> **Verilen alıntı**:
▬▬▬

Bugün, bu kanlı savaşın tribünündeki dünyadan birkaç tebrik- övgü dışında herhangi bir katkı payı almaksızın bölge ülkeleri arasından en fazla mülteci ağırlayan Türkiye; elbette Suriye’deki bu iç savaşın bir an önce bitmesi, artık meşruiyetini yitirmiş Esed rejimi yerine ülkede çoğulcu- katılımcı bir demokrasinin inşası ve tabiki topraklarında ağırladığı çok sayıdaki Suriye’linin sağ salim vatanlarına dönmesini arzu etmekte ve buna uygun bir dış politika sürdürmektedir.
Türkiye gerek içerdeki sarpa sarmış Pkk sorununu çözmede, gerekse bölgedeki dengeleri bölge halkları lehine inşa etmede; yani iç ve dış barış yolunda üzerine düşenleri gücü ölçüsünde ve kendisinden büyük (mevcut sistemden beslenen/ mevcut sistemi koruma eğilimindeki) güçlere rağmen yerine getirmektedir. Zira biliyoruz ki BM daimi üyelerinin blokajı, bugüne kadar hala Suriye’de kökten bir çözüme gidilemesinin önündeki en büyük engeldir.

▬▬▬

> **Gösterilen bilgiler**:
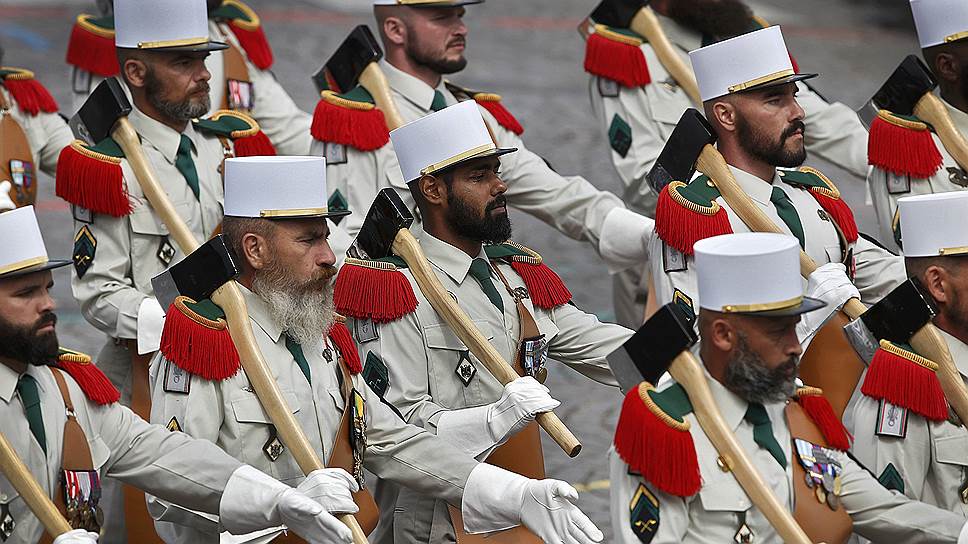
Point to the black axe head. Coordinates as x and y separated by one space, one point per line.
342 71
677 161
388 214
103 108
650 351
198 275
617 13
909 82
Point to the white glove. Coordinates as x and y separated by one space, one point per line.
253 500
151 321
478 430
495 500
77 536
332 488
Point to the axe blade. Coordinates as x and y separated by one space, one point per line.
342 71
198 275
677 161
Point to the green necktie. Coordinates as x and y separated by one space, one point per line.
185 164
482 273
763 431
439 102
30 396
298 355
787 212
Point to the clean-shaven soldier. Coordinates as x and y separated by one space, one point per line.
752 298
241 77
415 362
910 438
751 103
61 416
424 42
280 238
908 157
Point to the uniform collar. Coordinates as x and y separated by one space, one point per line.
454 262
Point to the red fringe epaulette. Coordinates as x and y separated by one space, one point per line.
681 222
657 444
616 55
906 379
340 335
817 406
199 344
92 381
345 121
373 290
91 177
91 46
903 146
30 95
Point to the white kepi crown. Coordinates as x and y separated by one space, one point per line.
751 273
750 61
934 225
443 139
940 21
170 25
24 251
277 187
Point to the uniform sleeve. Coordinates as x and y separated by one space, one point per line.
887 516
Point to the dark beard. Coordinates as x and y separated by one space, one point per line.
720 19
24 345
751 380
470 225
759 146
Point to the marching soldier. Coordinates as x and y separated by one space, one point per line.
750 349
911 439
60 415
908 157
280 239
415 363
241 77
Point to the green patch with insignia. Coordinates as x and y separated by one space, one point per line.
620 136
644 514
85 246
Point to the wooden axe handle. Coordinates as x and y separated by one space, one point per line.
375 82
230 299
931 110
23 481
407 247
646 24
689 374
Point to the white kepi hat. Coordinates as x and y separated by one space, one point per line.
754 273
277 188
443 139
934 225
165 25
751 61
940 21
24 251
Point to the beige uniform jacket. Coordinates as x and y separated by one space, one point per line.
229 414
887 187
877 271
833 130
191 472
421 355
931 458
717 511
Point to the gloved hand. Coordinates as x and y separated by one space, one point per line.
77 536
477 430
332 488
496 499
253 501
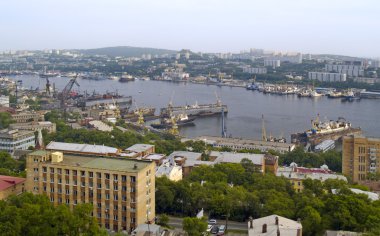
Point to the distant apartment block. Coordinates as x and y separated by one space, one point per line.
360 157
272 63
327 77
41 125
255 70
349 70
25 117
122 191
4 101
13 139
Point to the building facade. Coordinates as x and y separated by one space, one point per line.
327 77
360 157
10 185
11 140
122 191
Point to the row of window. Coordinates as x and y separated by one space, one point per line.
90 174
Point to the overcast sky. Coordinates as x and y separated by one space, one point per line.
348 27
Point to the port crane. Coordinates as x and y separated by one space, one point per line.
63 96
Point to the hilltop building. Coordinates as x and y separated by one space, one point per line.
121 190
360 157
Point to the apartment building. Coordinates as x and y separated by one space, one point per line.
121 190
360 157
14 139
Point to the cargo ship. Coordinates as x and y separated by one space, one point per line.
179 120
194 110
321 131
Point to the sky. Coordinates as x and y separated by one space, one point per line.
345 27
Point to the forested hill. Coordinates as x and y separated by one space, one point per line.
126 51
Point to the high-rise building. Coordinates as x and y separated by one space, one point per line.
122 191
360 157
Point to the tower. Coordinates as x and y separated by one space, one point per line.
224 128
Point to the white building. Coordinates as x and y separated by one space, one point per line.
169 169
274 225
327 77
11 140
349 70
272 63
255 70
4 101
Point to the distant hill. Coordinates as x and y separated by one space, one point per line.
126 51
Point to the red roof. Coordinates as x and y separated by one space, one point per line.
9 181
312 170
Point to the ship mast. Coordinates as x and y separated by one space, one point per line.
263 130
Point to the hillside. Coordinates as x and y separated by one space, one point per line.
126 51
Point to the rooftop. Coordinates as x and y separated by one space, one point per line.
9 181
139 147
230 157
103 163
286 227
84 148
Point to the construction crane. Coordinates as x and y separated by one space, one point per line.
63 96
263 130
140 119
47 87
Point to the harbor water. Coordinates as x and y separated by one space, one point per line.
283 114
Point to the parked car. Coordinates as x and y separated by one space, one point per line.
212 222
222 230
215 229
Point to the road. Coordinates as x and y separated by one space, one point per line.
176 222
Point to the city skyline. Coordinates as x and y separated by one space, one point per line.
318 27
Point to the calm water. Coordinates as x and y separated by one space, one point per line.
283 114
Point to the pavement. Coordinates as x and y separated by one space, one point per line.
176 222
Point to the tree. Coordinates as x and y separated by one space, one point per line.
194 226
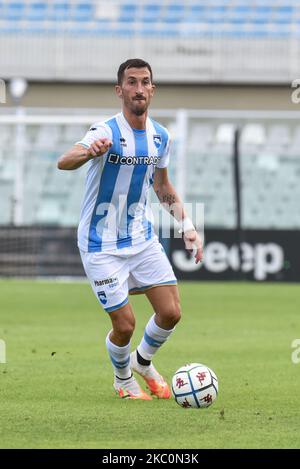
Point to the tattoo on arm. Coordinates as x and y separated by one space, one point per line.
168 199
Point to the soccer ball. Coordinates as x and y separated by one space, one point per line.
194 385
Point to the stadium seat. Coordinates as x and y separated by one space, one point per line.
59 11
151 13
82 12
13 11
36 11
128 12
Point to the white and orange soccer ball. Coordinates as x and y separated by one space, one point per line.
195 385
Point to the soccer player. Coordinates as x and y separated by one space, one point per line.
120 252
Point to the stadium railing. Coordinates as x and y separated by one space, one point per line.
34 192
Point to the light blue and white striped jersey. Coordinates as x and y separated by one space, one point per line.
116 210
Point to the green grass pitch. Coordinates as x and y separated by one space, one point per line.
56 387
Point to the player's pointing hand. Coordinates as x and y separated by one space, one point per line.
99 147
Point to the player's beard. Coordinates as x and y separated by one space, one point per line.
140 108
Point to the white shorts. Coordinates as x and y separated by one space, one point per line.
114 275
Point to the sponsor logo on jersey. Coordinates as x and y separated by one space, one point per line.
129 160
111 282
157 140
102 297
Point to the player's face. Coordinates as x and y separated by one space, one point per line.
136 90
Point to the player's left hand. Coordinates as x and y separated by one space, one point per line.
192 241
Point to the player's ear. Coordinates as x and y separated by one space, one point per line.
118 91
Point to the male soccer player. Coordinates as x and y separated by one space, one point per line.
120 252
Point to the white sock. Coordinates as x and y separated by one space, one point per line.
154 338
120 358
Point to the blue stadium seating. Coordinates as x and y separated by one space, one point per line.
236 18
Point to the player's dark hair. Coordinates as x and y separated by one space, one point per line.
132 63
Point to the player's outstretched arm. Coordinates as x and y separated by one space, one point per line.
170 200
79 155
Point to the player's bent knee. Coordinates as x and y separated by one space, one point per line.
124 326
172 314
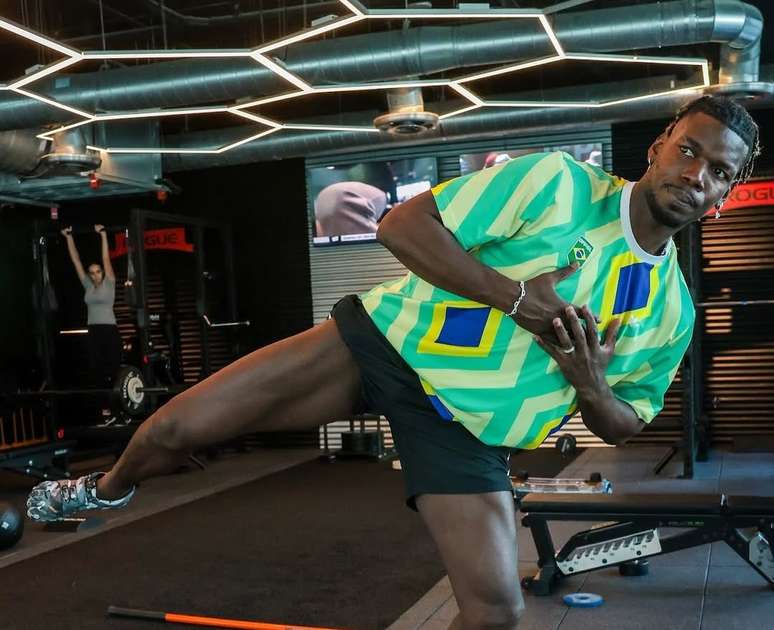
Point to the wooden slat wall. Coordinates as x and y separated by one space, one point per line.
738 252
338 271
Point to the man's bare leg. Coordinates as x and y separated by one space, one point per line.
294 384
476 536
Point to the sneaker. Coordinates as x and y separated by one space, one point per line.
56 500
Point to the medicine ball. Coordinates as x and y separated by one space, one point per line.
11 526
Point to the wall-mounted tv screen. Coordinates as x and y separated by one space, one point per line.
469 162
347 201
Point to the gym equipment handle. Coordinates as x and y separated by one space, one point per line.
224 324
56 393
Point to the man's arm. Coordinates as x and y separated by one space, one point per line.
414 233
606 416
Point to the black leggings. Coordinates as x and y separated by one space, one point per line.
105 346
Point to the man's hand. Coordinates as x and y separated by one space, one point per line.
581 357
541 304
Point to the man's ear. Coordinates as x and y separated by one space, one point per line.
654 148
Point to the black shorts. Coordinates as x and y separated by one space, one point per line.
437 456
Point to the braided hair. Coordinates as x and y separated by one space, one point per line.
736 118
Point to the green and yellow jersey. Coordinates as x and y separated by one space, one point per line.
523 218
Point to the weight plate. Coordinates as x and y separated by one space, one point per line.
583 600
127 392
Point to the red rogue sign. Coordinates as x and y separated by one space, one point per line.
169 238
750 195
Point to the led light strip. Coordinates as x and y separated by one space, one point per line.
460 111
233 145
331 128
512 68
19 30
49 69
215 53
280 71
51 102
359 12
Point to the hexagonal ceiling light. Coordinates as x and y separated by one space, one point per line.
358 13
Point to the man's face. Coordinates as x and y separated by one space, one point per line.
692 169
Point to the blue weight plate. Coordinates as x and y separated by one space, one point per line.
583 600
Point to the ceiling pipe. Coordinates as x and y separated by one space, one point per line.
477 124
417 51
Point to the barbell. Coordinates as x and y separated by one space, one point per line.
128 393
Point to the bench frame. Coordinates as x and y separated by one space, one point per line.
748 531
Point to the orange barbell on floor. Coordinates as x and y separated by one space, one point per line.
212 622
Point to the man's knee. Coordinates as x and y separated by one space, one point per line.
168 430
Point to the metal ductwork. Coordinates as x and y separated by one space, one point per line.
407 115
20 151
67 155
25 155
472 125
415 51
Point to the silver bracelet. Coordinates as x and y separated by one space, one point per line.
519 299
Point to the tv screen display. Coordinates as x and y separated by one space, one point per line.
469 162
347 201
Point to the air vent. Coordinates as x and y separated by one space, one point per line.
407 115
68 156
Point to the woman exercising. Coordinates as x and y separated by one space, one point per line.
104 340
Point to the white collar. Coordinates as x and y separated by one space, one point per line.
626 224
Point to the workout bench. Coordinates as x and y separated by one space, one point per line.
631 530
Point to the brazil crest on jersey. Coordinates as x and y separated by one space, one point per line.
523 218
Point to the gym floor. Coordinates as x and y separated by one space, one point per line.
701 588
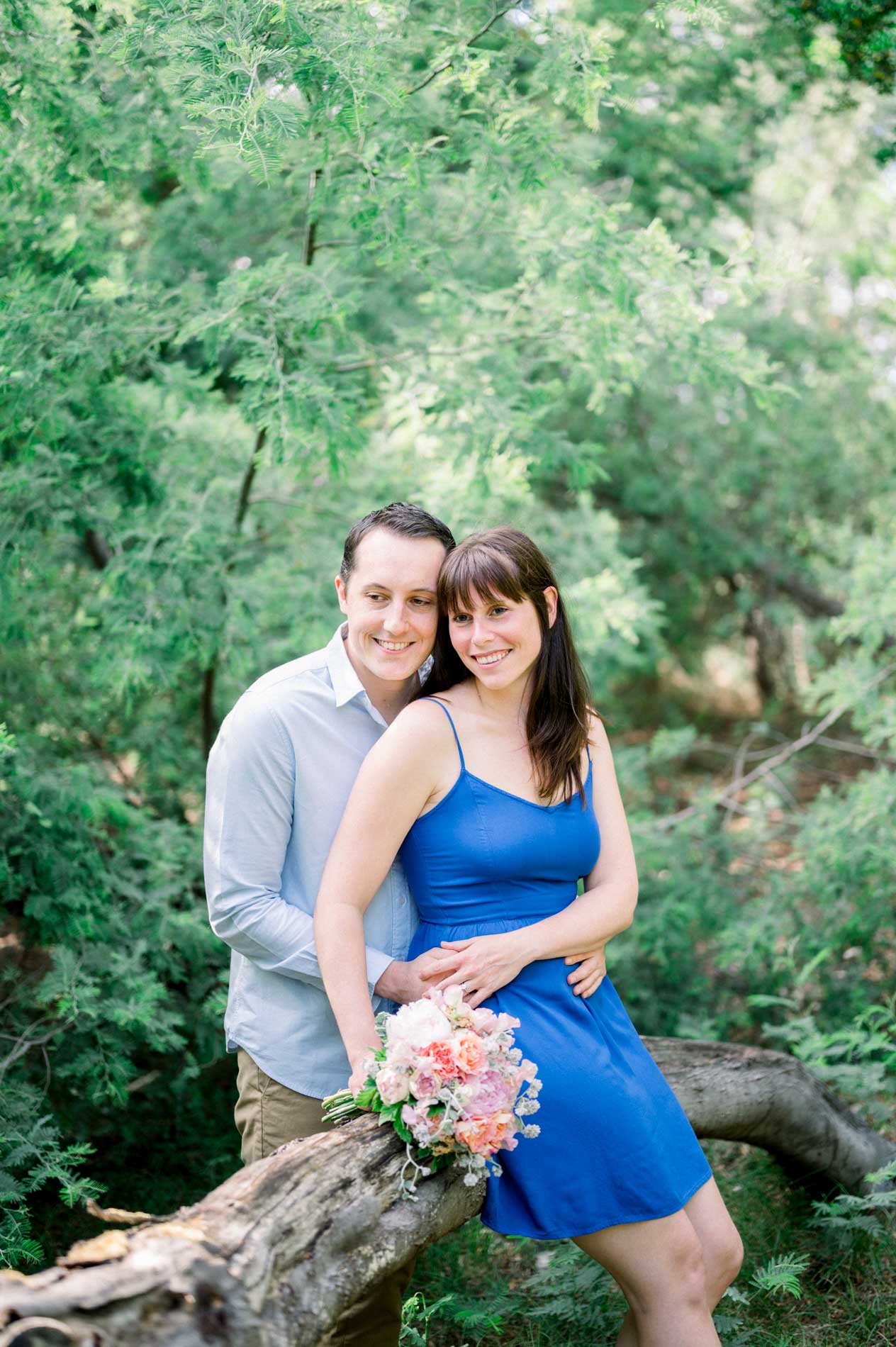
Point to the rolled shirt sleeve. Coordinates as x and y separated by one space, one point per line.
250 802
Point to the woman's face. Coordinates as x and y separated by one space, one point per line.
499 640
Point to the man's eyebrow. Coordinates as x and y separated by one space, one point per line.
420 589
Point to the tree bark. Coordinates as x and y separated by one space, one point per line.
272 1256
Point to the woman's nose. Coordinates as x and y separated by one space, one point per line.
480 632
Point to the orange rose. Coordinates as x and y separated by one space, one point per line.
442 1059
469 1053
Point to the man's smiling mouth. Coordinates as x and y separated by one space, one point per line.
393 646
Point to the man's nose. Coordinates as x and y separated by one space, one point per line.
396 619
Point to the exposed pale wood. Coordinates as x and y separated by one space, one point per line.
272 1256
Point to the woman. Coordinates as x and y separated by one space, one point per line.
498 787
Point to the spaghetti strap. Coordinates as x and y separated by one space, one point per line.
452 724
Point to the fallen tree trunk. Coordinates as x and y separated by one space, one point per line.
272 1256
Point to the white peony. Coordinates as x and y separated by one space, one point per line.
420 1024
393 1085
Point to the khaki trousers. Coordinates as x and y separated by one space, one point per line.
267 1116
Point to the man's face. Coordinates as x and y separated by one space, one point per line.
390 604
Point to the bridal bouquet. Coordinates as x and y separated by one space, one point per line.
450 1082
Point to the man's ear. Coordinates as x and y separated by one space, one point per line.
341 593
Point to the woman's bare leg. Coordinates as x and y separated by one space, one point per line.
659 1266
721 1246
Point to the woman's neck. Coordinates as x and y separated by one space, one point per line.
508 703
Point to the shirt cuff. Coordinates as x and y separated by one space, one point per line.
376 966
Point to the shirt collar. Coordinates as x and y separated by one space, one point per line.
345 682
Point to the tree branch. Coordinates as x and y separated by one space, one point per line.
274 1256
447 65
766 768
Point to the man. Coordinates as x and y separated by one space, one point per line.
278 781
279 775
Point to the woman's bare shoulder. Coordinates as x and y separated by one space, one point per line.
422 722
597 733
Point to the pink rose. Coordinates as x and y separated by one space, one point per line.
425 1083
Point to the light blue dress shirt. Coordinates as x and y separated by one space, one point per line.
278 781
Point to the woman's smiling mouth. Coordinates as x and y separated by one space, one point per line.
395 647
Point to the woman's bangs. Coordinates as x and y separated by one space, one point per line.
477 570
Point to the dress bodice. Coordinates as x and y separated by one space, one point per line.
487 857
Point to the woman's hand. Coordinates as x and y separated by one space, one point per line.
487 963
360 1073
590 971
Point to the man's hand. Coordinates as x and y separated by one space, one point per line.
406 983
590 971
487 963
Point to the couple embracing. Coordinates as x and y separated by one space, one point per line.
415 806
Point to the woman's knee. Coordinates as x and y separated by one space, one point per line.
674 1273
725 1264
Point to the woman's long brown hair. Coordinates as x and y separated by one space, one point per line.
505 564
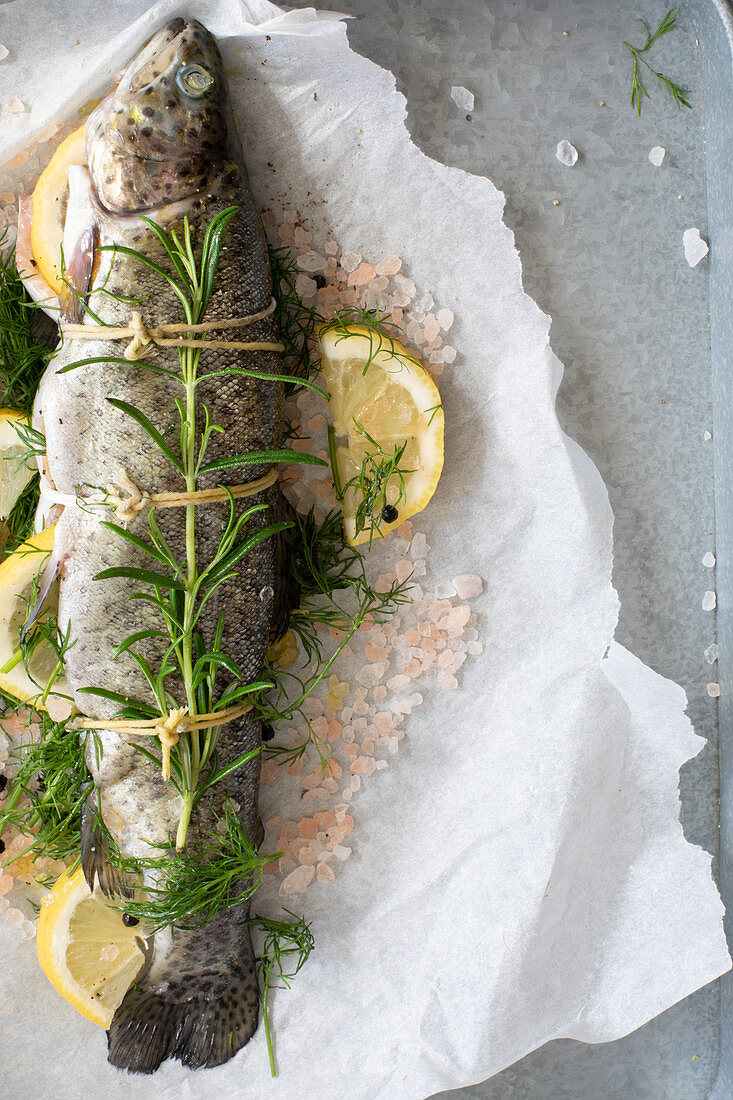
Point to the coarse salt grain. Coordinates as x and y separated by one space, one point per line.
389 265
310 261
361 275
305 287
350 261
468 585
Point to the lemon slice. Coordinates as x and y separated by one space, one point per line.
50 199
86 952
389 422
18 574
17 468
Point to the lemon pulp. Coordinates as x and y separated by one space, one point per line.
387 416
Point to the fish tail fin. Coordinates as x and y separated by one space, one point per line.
201 1022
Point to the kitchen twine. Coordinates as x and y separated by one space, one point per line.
167 728
128 499
144 338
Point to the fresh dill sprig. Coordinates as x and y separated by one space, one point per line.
380 471
638 91
21 521
187 889
23 356
286 948
47 791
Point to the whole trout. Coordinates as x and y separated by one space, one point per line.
163 144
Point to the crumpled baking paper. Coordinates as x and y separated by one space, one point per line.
520 873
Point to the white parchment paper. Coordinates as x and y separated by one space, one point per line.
520 872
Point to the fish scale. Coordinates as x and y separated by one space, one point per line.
197 999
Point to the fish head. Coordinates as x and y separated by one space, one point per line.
165 132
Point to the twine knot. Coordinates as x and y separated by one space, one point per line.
141 338
127 497
168 730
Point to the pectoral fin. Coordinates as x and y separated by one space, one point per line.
95 857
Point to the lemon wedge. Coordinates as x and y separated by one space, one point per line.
86 952
18 574
50 199
389 426
17 468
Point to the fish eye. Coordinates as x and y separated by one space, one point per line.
194 80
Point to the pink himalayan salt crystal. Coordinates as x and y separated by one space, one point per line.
361 275
297 881
468 585
375 652
430 328
305 287
308 828
403 569
335 730
389 265
310 261
458 616
329 295
324 873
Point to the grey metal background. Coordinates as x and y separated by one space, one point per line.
631 323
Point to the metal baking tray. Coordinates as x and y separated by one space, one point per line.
646 344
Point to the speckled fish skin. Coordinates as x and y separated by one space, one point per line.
155 150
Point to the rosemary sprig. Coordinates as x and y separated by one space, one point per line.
638 91
286 948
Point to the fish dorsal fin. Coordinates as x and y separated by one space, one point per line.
80 241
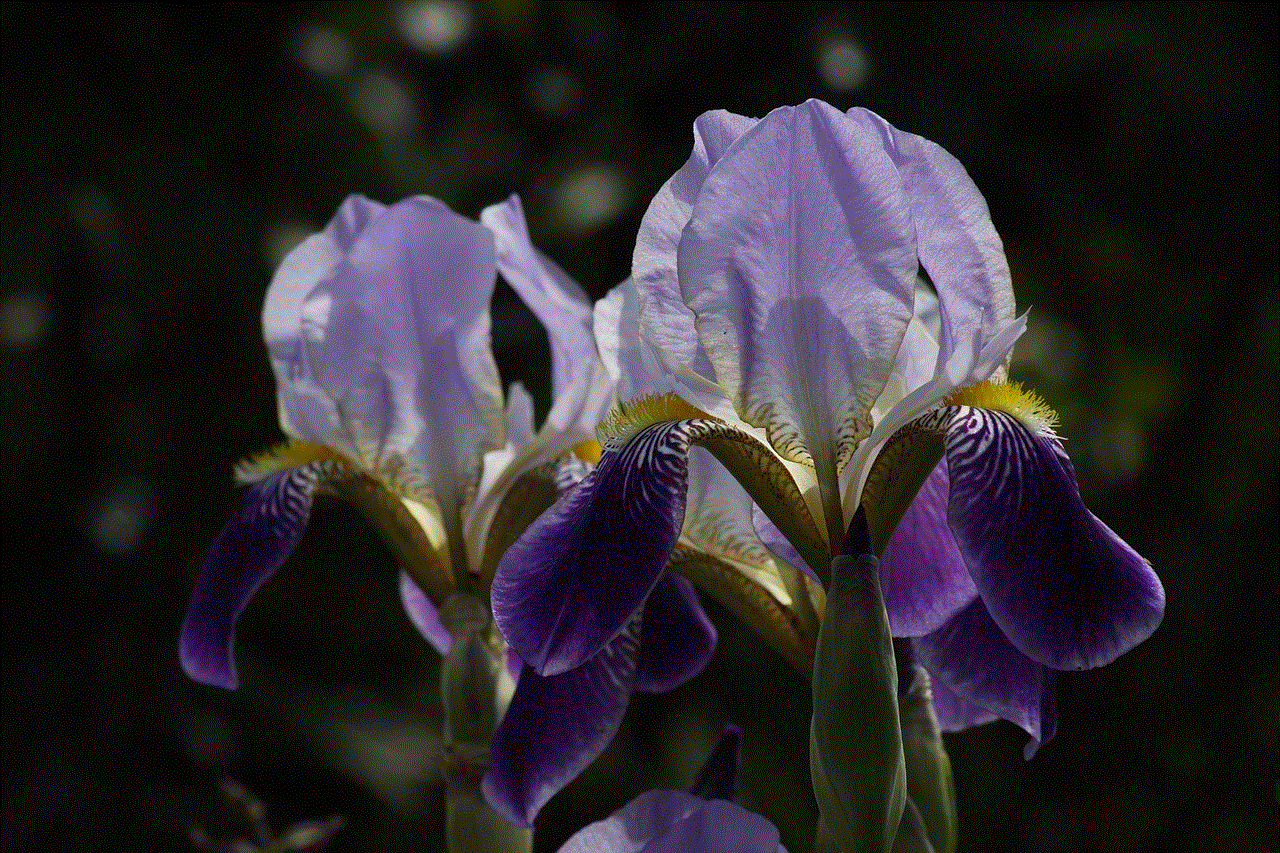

▬▬▬

> **Görevler**:
A. Suriye savaşına dair metinden "Bugün, bu kanlı" sözlerini içeren kelimelerle açılıp "dış politika sürdürmektedir." ile kapanan bölümü olduğu gibi çıkar.
B. Kayıtlarda "beard" dizesini içeren her satırı göster. Büyük ve küçük harf ayrımına dikkat et.

> **Görev çıktıları**:
A.
Bugün, bu kanlı savaşın tribünündeki dünyadan birkaç tebrik- övgü dışında herhangi bir katkı payı almaksızın bölge ülkeleri arasından en fazla mülteci ağırlayan Türkiye; elbette Suriye’deki bu iç savaşın bir an önce bitmesi, artık meşruiyetini yitirmiş Esed rejimi yerine ülkede çoğulcu- katılımcı bir demokrasinin inşası ve tabiki topraklarında ağırladığı çok sayıdaki Suriye’linin sağ salim vatanlarına dönmesini arzu etmekte ve buna uygun bir dış politika sürdürmektedir.

B.
Point to the dark beard. Coordinates as x and y separated by one space, one point per line.
Point to the player's beard. Coordinates as x and y separated by one space, one point per line.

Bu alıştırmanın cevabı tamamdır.